#### Objectif de l'exercice
Indiquez si chacune des affirmations (a), (b) et (c) concorde avec l'extrait sur Walgreen’s Boots Alliance. Répondez par oui ou par non, en citant exactement les mots de l'extrait qui tranchent la question.
(a) Walgreen’s augmente son dividende depuis 40 années consécutives.
(b) Le titre se négocie à 20 fois les bénéfices de l’an dernier.
(c) CVS et Walgreen’s détiennent moins du quart du marché de la pharmacie.

LA SÉLECTION D’ALEXANDRE LEGAULT
Vice-président, gestionnaire de portefeuille Allard, Allard et Associés
Walgreen’s Boots Alliance
(NYSE, WBA, 52,34 $US)
Le titre de la chaîne de pharmacies américaine a été passablement bousculé en Bourse l’an dernier, reconnaît d’emblée Alexandre Legault. La compression du remboursement des coûts des médicaments par les assureurs et la consolidation dans l’industrie (qui a entraîné la perte de l’entente privilégiée qu’avait Walgreen’s avec Aetna assurances) ont pesé sur le titre. « Ce qui fait qu’aujourd’hui, le titre se négocie à 9 fois les bénéfices de l’an dernier et qu’il offre un rendement du dividende élevé de 3 %, environ le double du rendement des obligations canadiennes de 30 ans. » Le cours actuel signifie que le marché anticipe une décroissance des bénéfices, observe le gestionnaire de portefeuille. « Son bilan financier est solide, plus que chez ses compétiteurs. La population est vieillissante. Chaque jour il y a 10 000 nouveaux retraités. Les chaînes CVS et Walgreen’s détiennent plus de la moitié du marché de la pharmacie. » Il fait également remarquer que Walgreen’s est considérée comme un aristocrate du dividende, car il fait partie d’un groupe sélect d’entreprises qui ont augmenté leur dividende annuellement depuis au moins 25 ans. En fait, la société augmente son dividende depuis 40 années consécutives. Le titre est donc intéressant pour un retraité qui cherche du revenu, selon le gestionnaire de portefeuille. « C’est une entreprise bien établie et bien positionnée, dans un secteur où la démographie est une source de croissance. La moyenne historique de son ratio cours/bénéfice est tout juste sous les 20 fois. Et là, le titre se négocie à moins de la moitié, soit à 9. »
Financière Manuvie
(Tor., MFC, 26,09 $)

#### Données fournies
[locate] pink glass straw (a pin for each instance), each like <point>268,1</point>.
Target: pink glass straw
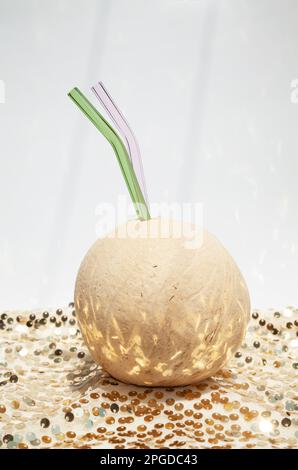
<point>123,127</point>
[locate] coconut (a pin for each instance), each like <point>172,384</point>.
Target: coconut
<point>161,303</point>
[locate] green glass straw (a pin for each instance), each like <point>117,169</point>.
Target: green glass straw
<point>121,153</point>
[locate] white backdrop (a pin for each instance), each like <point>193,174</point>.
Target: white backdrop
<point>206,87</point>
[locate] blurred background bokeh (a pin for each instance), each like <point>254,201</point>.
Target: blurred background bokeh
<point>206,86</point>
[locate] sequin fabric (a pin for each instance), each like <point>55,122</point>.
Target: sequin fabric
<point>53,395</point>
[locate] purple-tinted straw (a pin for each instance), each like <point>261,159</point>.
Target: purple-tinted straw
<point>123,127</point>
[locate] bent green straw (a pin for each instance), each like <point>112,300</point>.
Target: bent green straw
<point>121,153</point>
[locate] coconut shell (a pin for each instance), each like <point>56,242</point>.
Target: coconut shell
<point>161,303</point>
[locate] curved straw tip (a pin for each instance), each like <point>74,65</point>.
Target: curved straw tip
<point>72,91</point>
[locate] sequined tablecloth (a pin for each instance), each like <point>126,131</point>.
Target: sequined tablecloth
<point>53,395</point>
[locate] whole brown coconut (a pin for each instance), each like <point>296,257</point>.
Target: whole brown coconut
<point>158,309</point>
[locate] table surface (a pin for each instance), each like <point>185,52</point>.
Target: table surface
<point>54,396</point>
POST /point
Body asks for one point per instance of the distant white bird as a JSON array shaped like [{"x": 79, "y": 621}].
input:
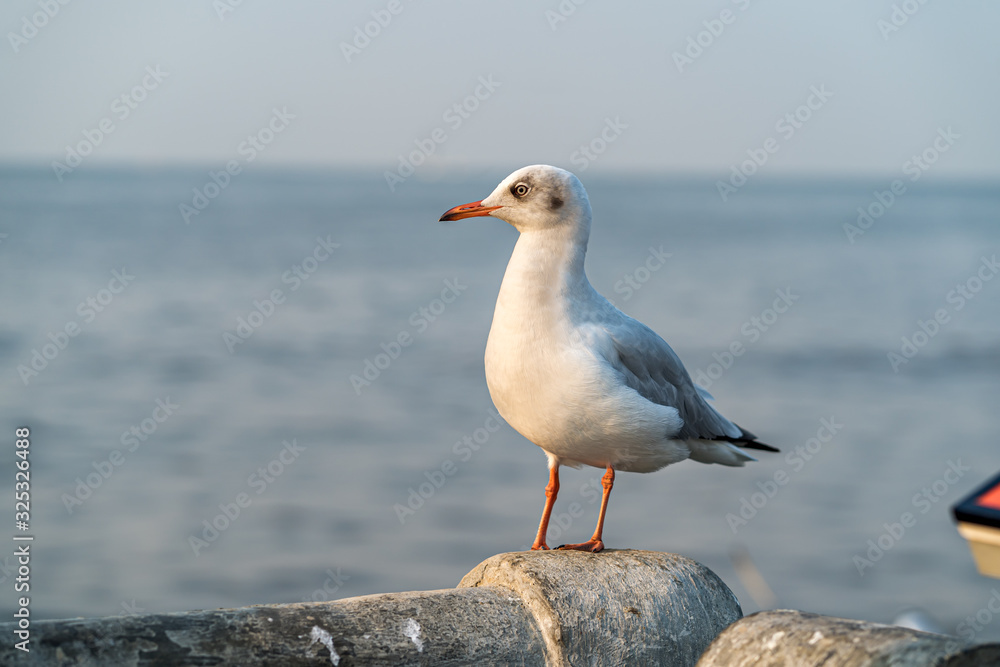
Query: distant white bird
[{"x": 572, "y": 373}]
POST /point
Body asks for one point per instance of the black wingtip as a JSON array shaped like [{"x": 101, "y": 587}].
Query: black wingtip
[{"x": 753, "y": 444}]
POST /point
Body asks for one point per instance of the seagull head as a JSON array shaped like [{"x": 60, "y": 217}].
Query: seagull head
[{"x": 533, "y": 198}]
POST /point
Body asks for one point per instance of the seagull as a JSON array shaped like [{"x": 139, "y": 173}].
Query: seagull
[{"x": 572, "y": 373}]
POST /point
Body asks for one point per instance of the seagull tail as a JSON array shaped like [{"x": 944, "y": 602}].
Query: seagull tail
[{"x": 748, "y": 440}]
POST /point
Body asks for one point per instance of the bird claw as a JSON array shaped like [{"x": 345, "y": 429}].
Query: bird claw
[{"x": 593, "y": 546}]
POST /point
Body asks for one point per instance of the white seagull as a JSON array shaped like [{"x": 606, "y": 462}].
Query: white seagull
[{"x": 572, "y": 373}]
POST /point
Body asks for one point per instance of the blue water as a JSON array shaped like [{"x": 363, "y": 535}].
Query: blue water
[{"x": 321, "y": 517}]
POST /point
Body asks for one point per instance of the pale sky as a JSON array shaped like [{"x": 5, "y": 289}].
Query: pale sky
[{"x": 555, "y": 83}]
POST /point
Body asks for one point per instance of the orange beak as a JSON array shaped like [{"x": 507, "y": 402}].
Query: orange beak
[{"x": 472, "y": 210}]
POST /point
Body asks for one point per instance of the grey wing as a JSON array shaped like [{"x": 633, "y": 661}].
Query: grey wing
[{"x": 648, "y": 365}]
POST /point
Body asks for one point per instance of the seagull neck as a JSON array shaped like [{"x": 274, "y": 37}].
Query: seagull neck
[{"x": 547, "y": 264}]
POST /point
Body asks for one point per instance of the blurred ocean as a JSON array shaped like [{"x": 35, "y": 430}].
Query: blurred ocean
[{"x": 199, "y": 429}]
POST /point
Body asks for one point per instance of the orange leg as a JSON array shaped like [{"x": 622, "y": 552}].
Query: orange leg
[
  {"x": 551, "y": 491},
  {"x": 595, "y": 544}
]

---

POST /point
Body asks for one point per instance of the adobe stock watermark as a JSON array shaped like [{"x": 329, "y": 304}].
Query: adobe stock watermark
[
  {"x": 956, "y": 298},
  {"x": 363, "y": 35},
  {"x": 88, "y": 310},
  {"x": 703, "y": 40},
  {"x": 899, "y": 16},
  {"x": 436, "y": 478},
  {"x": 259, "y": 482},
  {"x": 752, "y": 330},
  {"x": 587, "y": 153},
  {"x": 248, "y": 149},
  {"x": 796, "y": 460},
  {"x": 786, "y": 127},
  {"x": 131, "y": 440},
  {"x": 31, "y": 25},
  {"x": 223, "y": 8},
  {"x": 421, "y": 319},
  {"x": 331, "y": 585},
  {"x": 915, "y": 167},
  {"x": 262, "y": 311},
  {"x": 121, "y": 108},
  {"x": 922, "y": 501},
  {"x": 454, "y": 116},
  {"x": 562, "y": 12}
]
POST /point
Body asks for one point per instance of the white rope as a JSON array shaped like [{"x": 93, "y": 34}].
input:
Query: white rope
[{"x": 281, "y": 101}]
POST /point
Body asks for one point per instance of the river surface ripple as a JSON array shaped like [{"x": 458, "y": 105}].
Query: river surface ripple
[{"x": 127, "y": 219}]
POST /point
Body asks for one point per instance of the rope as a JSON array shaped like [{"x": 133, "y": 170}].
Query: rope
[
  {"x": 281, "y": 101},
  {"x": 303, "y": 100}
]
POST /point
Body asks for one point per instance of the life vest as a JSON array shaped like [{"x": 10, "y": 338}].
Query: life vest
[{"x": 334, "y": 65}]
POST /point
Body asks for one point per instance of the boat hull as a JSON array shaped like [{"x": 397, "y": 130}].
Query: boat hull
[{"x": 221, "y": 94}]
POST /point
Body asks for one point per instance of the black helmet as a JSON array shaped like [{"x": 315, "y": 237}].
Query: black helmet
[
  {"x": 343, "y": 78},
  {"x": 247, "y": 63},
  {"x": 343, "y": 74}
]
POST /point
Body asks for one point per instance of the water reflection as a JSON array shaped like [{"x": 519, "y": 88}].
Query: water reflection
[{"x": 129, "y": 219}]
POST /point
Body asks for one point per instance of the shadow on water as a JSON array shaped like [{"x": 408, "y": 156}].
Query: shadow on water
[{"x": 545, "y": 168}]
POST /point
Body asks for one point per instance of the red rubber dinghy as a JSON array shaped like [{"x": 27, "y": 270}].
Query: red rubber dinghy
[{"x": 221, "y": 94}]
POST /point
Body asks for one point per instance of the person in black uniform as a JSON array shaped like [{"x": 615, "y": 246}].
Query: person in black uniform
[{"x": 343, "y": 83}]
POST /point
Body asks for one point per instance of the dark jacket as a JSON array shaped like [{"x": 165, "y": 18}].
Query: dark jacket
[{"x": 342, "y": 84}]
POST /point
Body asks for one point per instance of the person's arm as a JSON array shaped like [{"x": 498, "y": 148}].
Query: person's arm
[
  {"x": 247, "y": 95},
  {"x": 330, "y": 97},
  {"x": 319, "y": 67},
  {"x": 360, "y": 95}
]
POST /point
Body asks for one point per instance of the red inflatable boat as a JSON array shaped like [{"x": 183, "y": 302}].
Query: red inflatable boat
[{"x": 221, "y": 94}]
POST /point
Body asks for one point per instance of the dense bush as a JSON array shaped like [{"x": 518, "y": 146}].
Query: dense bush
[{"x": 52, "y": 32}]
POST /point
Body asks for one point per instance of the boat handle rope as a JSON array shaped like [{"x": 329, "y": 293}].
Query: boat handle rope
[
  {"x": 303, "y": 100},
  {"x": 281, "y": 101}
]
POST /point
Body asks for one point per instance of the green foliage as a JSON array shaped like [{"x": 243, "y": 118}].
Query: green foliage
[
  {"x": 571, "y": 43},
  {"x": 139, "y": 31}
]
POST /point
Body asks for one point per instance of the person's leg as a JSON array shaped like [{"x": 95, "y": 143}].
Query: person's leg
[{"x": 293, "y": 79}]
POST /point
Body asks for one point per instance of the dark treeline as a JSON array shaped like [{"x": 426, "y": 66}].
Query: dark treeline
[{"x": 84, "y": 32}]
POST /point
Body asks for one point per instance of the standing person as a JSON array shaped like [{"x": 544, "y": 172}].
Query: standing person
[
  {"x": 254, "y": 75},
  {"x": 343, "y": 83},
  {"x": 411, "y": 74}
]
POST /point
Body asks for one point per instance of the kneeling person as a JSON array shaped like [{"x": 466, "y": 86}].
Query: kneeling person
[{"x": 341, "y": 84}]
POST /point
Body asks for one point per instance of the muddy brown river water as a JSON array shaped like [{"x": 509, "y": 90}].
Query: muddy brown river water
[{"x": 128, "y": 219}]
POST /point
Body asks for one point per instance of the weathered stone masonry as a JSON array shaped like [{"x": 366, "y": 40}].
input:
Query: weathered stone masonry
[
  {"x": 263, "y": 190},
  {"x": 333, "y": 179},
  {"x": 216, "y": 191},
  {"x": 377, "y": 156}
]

#### Votre réponse
(a) Oui : « la société augmente son dividende depuis 40 années consécutives ».
(b) Non : « le titre se négocie à 9 fois les bénéfices de l’an dernier ».
(c) Non : « Les chaînes CVS et Walgreen’s détiennent plus de la moitié du marché de la pharmacie ».